* EXERCISE PROMPT *
Please copy the records below word for word, leaving out the pictures.

※ ※ ※

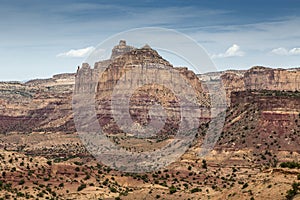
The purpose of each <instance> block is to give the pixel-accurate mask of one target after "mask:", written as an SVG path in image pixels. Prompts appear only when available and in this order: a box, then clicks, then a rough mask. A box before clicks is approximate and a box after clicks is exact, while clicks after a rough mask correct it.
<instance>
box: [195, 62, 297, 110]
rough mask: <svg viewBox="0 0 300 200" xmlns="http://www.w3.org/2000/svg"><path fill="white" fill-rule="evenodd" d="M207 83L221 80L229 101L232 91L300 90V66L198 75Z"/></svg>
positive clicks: (232, 92)
mask: <svg viewBox="0 0 300 200" xmlns="http://www.w3.org/2000/svg"><path fill="white" fill-rule="evenodd" d="M198 77H199V79H200V80H201V81H202V82H203V83H205V84H212V83H213V82H214V81H216V80H221V81H222V83H223V86H224V88H225V90H226V96H227V103H228V105H229V104H230V102H231V93H233V92H238V91H247V90H272V91H300V68H293V69H272V68H267V67H261V66H255V67H252V68H251V69H249V70H227V71H223V72H212V73H207V74H201V75H198Z"/></svg>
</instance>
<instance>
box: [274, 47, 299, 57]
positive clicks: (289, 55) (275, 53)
mask: <svg viewBox="0 0 300 200" xmlns="http://www.w3.org/2000/svg"><path fill="white" fill-rule="evenodd" d="M271 53H272V54H275V55H280V56H291V55H300V48H293V49H290V50H287V49H286V48H283V47H279V48H276V49H273V50H272V51H271Z"/></svg>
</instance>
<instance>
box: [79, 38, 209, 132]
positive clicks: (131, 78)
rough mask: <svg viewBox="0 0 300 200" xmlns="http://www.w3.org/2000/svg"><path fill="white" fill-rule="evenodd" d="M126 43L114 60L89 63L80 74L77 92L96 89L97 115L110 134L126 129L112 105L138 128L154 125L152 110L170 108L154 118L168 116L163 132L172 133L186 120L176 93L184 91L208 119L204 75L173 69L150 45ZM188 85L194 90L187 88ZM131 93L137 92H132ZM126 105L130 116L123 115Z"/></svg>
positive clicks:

※ ※ ※

* SOLUTION FOR THIS TASK *
The purpose of each <instance> block is to give the pixel-accurate mask of one target after "mask:", written as an SVG path in image pixels. Prompts appear only when available and in this order: a box, then clicks, then a rough mask. A box before clicks is approximate and a box after clicks is exact, while clicks after a rough mask correct it.
<instance>
box: [195, 62, 297, 110]
rough mask: <svg viewBox="0 0 300 200" xmlns="http://www.w3.org/2000/svg"><path fill="white" fill-rule="evenodd" d="M207 83L221 80L229 101L232 91L300 90V66L198 75Z"/></svg>
positive clicks: (232, 92)
mask: <svg viewBox="0 0 300 200" xmlns="http://www.w3.org/2000/svg"><path fill="white" fill-rule="evenodd" d="M198 77H199V79H200V80H201V81H202V82H203V83H205V84H212V83H213V82H214V81H216V80H221V81H222V83H223V86H224V88H225V90H226V96H227V103H228V105H229V104H230V102H231V93H233V92H238V91H247V90H272V91H300V68H293V69H272V68H267V67H261V66H255V67H252V68H251V69H249V70H227V71H223V72H212V73H207V74H201V75H198Z"/></svg>
</instance>
<instance>
box: [274, 47, 299, 57]
positive clicks: (289, 55) (275, 53)
mask: <svg viewBox="0 0 300 200" xmlns="http://www.w3.org/2000/svg"><path fill="white" fill-rule="evenodd" d="M271 53H272V54H275V55H280V56H291V55H300V48H293V49H290V50H287V49H286V48H283V47H279V48H276V49H273V50H272V51H271Z"/></svg>
</instance>
<instance>
box: [79, 38, 209, 132]
positive clicks: (131, 78)
rough mask: <svg viewBox="0 0 300 200" xmlns="http://www.w3.org/2000/svg"><path fill="white" fill-rule="evenodd" d="M126 43L114 60L89 63L80 74L77 92L96 89L97 115L110 134L126 129L112 105L138 128L154 125L152 110L170 108L154 118L168 116L163 132L172 133L186 120L176 93L184 91L208 119L204 75L173 69L150 45ZM188 85L194 90L187 88ZM131 93L137 92H132ZM126 105L130 116L123 115Z"/></svg>
positive clicks:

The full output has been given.